Extract every line of the data below that contains the string "target", matching case exactly.

» Items
[start]

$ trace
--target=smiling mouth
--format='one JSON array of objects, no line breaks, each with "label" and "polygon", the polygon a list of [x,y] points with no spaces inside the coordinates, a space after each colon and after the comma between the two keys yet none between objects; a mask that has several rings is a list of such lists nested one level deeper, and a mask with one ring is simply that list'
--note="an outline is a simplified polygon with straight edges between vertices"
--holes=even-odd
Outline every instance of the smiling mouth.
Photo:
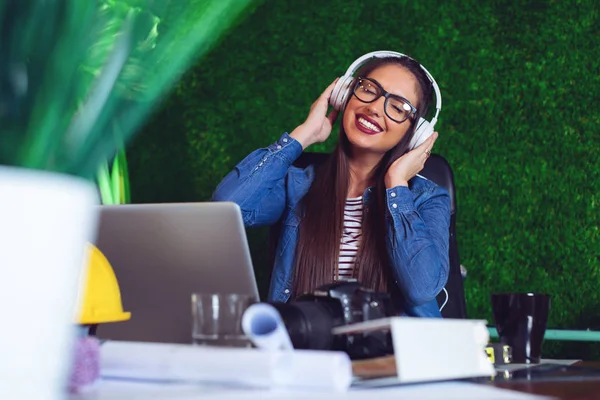
[{"label": "smiling mouth", "polygon": [[379,124],[364,115],[357,115],[355,120],[356,127],[367,135],[376,135],[383,132],[383,128]]}]

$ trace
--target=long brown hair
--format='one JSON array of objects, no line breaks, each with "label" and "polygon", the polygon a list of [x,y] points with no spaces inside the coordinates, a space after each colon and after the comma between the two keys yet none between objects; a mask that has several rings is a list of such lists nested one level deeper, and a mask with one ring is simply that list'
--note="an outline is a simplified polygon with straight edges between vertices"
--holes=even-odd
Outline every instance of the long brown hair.
[{"label": "long brown hair", "polygon": [[[366,77],[378,67],[388,64],[400,65],[415,76],[419,86],[419,99],[416,118],[412,120],[406,135],[383,156],[372,175],[373,199],[364,212],[355,277],[363,286],[377,291],[394,290],[394,287],[389,286],[393,280],[386,250],[385,173],[407,151],[416,121],[427,114],[433,92],[424,71],[416,61],[408,57],[376,59],[363,66],[357,75]],[[312,291],[334,279],[344,224],[344,207],[350,185],[349,149],[350,143],[342,124],[335,150],[316,167],[314,181],[302,199],[302,220],[294,263],[295,295]]]}]

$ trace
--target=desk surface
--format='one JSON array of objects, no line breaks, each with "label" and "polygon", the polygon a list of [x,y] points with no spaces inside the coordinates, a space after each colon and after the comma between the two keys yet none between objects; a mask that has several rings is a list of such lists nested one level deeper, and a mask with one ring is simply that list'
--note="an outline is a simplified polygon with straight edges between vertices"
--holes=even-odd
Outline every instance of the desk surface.
[{"label": "desk surface", "polygon": [[[573,365],[600,368],[597,362],[579,361]],[[556,381],[515,381],[496,382],[492,384],[524,393],[552,396],[561,400],[600,399],[600,378]]]},{"label": "desk surface", "polygon": [[[599,362],[578,361],[572,365],[600,369]],[[395,374],[395,371],[396,366],[393,357],[382,357],[376,360],[353,363],[354,374],[365,378],[389,376],[390,372]],[[555,380],[507,380],[482,384],[522,393],[550,396],[561,400],[600,400],[600,376],[578,378],[558,373],[553,379]]]}]

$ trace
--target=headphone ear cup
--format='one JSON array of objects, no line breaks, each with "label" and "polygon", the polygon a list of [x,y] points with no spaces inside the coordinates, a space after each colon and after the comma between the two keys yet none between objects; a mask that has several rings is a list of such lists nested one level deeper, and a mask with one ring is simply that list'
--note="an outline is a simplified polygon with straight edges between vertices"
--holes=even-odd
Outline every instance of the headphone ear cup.
[{"label": "headphone ear cup", "polygon": [[420,146],[431,135],[433,135],[433,124],[429,123],[429,121],[423,118],[419,118],[417,129],[410,143],[408,144],[408,149],[413,150],[414,148]]},{"label": "headphone ear cup", "polygon": [[343,110],[346,99],[348,99],[348,95],[350,94],[350,87],[352,86],[353,81],[354,78],[351,76],[342,76],[335,84],[333,91],[331,92],[331,97],[329,98],[329,104],[331,104],[335,110]]}]

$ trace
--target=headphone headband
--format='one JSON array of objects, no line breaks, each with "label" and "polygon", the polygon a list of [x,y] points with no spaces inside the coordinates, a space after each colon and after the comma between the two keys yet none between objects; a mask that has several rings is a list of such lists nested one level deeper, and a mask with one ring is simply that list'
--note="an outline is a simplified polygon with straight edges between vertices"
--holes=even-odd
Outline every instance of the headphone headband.
[{"label": "headphone headband", "polygon": [[433,120],[437,121],[438,114],[440,113],[440,110],[442,109],[442,94],[440,93],[440,88],[438,87],[437,82],[435,81],[435,79],[433,79],[433,76],[429,73],[429,71],[427,71],[427,69],[423,65],[421,65],[421,63],[419,63],[417,60],[415,60],[414,58],[412,58],[410,56],[407,56],[406,54],[398,53],[397,51],[388,51],[388,50],[380,50],[380,51],[373,51],[371,53],[367,53],[367,54],[363,55],[362,57],[358,58],[356,61],[354,61],[348,67],[348,70],[346,71],[346,73],[344,75],[345,76],[354,76],[354,73],[356,72],[356,70],[359,69],[366,62],[368,62],[374,58],[387,58],[387,57],[406,57],[406,58],[413,60],[417,64],[419,64],[419,66],[421,67],[423,72],[425,72],[425,75],[427,75],[427,78],[429,79],[429,81],[431,82],[431,85],[433,86],[433,91],[435,92],[435,99],[436,99],[435,110],[436,111],[435,111],[435,116],[433,117]]}]

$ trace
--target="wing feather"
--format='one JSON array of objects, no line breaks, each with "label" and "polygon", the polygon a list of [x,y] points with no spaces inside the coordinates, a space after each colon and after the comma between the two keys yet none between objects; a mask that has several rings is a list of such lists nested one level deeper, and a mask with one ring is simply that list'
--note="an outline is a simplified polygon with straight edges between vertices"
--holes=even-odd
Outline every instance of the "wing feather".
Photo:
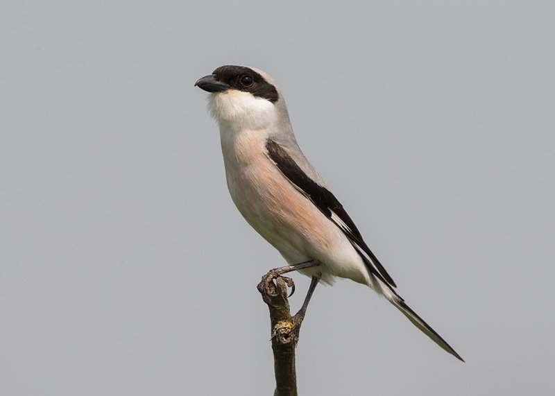
[{"label": "wing feather", "polygon": [[355,225],[355,223],[347,214],[343,205],[337,200],[335,196],[327,189],[311,179],[295,162],[295,160],[291,158],[285,149],[278,143],[268,139],[266,141],[266,148],[270,159],[295,188],[333,221],[353,245],[360,248],[368,255],[370,260],[364,259],[366,257],[361,254],[359,249],[357,249],[357,251],[364,259],[368,270],[373,275],[377,275],[382,282],[385,282],[393,287],[397,287],[393,278],[387,273],[377,257],[364,242],[360,232]]}]

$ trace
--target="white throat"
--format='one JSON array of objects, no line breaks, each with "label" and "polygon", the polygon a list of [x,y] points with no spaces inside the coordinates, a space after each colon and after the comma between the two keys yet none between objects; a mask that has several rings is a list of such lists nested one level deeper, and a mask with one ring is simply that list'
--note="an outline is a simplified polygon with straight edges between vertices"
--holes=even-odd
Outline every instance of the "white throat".
[{"label": "white throat", "polygon": [[262,129],[275,120],[275,106],[249,92],[228,89],[208,96],[208,110],[220,127]]}]

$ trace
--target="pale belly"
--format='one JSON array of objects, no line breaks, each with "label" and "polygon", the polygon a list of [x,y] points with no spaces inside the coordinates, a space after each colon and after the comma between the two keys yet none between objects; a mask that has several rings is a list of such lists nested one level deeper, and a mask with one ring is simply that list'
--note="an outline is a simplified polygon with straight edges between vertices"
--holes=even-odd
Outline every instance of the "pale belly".
[{"label": "pale belly", "polygon": [[288,263],[321,263],[305,275],[317,270],[326,282],[339,276],[366,283],[364,263],[343,232],[257,150],[261,146],[246,147],[241,156],[224,151],[228,187],[247,222]]}]

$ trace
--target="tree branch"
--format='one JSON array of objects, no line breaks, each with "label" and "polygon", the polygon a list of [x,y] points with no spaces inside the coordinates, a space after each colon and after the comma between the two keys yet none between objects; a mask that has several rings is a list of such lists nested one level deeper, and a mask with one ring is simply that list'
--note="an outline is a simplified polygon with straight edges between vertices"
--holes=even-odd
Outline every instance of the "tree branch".
[{"label": "tree branch", "polygon": [[295,347],[300,327],[293,330],[287,285],[281,277],[275,283],[268,284],[266,294],[272,328],[272,350],[275,375],[274,396],[297,396],[297,375],[295,370]]}]

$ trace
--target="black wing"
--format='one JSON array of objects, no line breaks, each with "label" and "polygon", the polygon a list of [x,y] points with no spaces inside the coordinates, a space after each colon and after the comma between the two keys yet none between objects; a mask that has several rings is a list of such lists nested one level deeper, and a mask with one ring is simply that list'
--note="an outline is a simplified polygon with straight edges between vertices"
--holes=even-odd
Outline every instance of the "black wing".
[{"label": "black wing", "polygon": [[[372,261],[371,264],[375,266],[374,268],[370,265],[370,263],[368,260],[364,260],[368,270],[381,280],[385,281],[393,287],[397,287],[393,279],[387,273],[377,257],[362,239],[362,236],[357,229],[357,226],[355,225],[352,220],[345,212],[343,205],[337,200],[334,194],[309,178],[278,144],[268,139],[266,143],[266,148],[270,158],[291,184],[309,199],[322,213],[333,221],[351,241],[351,243],[360,247],[368,255]],[[360,253],[358,249],[357,251]],[[364,256],[363,258],[364,258]],[[379,273],[377,273],[376,269]]]}]

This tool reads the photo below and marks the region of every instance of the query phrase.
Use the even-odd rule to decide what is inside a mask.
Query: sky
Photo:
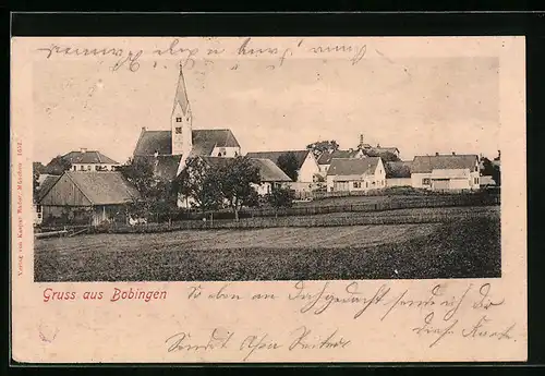
[[[177,60],[112,72],[107,62],[46,60],[33,66],[35,161],[82,147],[124,162],[141,129],[169,130]],[[155,66],[154,66],[155,65]],[[379,56],[342,59],[198,60],[184,71],[194,129],[231,129],[242,151],[304,149],[336,140],[414,155],[499,148],[497,58]]]

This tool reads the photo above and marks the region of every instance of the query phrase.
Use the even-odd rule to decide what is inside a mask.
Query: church
[[[172,180],[190,157],[227,157],[241,155],[241,147],[231,130],[193,130],[193,118],[182,66],[178,77],[169,130],[142,128],[133,158],[153,160],[158,178]]]

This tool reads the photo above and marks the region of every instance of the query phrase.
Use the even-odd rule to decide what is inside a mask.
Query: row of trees
[[[312,144],[306,145],[306,148],[311,150],[316,158],[318,158],[323,153],[332,153],[339,149],[339,144],[337,141],[316,141]],[[356,147],[355,149],[358,149]],[[390,151],[377,151],[376,149],[365,149],[362,148],[362,153],[367,157],[380,157],[385,162],[400,161],[399,157]]]
[[[259,169],[247,157],[226,158],[208,163],[202,158],[190,158],[186,168],[172,181],[161,180],[154,173],[148,159],[132,159],[120,169],[124,178],[141,193],[142,199],[130,211],[133,216],[173,217],[179,194],[186,206],[202,213],[230,208],[235,220],[243,207],[291,206],[293,192],[279,187],[259,197],[255,185],[261,184]]]

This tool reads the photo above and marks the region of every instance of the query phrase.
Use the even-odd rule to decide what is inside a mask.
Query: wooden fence
[[[128,226],[124,223],[110,223],[102,227],[87,227],[87,233],[140,233],[140,232],[167,232],[178,230],[204,230],[204,229],[251,229],[251,228],[275,228],[275,227],[331,227],[331,226],[364,226],[364,225],[402,225],[402,223],[427,223],[444,222],[463,218],[452,213],[433,214],[400,214],[396,209],[408,208],[438,208],[438,207],[473,207],[472,213],[485,211],[486,206],[499,205],[499,195],[434,195],[419,197],[415,201],[397,199],[376,204],[351,204],[294,207],[286,209],[253,209],[240,213],[240,220],[232,218],[218,219],[218,213],[206,214],[203,218],[179,220],[165,223],[146,223]],[[388,216],[372,216],[372,213],[392,210]],[[489,210],[488,210],[489,211]],[[342,213],[362,213],[362,216],[346,216]],[[338,214],[336,216],[319,216]],[[232,215],[232,213],[222,213]],[[203,215],[199,215],[203,216]],[[68,227],[64,227],[66,229]],[[82,227],[70,227],[72,231],[81,230]],[[41,231],[56,231],[58,228],[43,228]]]

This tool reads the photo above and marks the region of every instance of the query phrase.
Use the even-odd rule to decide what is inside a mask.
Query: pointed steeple
[[[187,114],[187,109],[190,108],[190,101],[187,99],[187,90],[185,89],[185,81],[183,80],[182,63],[180,62],[180,75],[178,77],[178,87],[175,89],[174,104],[172,106],[172,112],[174,112],[177,106],[180,105],[183,114]]]

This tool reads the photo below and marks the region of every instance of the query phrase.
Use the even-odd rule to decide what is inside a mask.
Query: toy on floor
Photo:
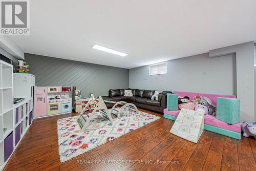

[end]

» Answer below
--target=smiling mouth
--target=long brown hair
--target=desk surface
--target=headphone ear cup
--target=headphone headband
--target="wing feather"
--target="white throat"
--target="pale belly"
--target="tree branch"
--target="black wing"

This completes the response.